Exercise prompt:
Please condense the paragraph beginning "The beaches are full" from the Southwold text below into a short bulleted list of its main facts.

Article:
The beaches are full, ranks of fishing boats lay hauled up on the shingle. Craft don't use the Harbour, it is choked, silted and filled with snags. The air is a heady mix - fish reek, rough shag tobacco and ribald language. Bearded men with skin like a doctor’s satchel mend nets, leaning against the hulls of their clinker built vessels, they wear cavernous sea boots, thick jerseys and caps, awaiting the tide. From the Sailor’s Reading Room, the previous generation of fisher folk, all bent backed and cotton wool whiskered, stare down critically on the scene. A handful of tourists scurry along the Prom, fearful lest their daughters should catch the twinkling eye of the younger fishermen - tanned and muscled like fighting dogs. This was Southwold a little over 100 years ago.

Data lines:
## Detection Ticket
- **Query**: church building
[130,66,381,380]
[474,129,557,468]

Task response:
- Setting: Southwold, a little over 100 years ago.
- Fishing boats lie hauled up in rows on the shingle beaches.
- Boats don't use the Harbour, which is choked, silted and full of snags.
- The air smells of fish and shag tobacco and rings with ribald talk.
- Bearded fishermen in sea boots, jerseys and caps mend nets against their clinker-built boats while waiting for the tide.
- The older generation of fisher folk watches critically from the Sailor's Reading Room.
- A few tourists hurry along the Prom, afraid their daughters will catch the eye of the young fishermen.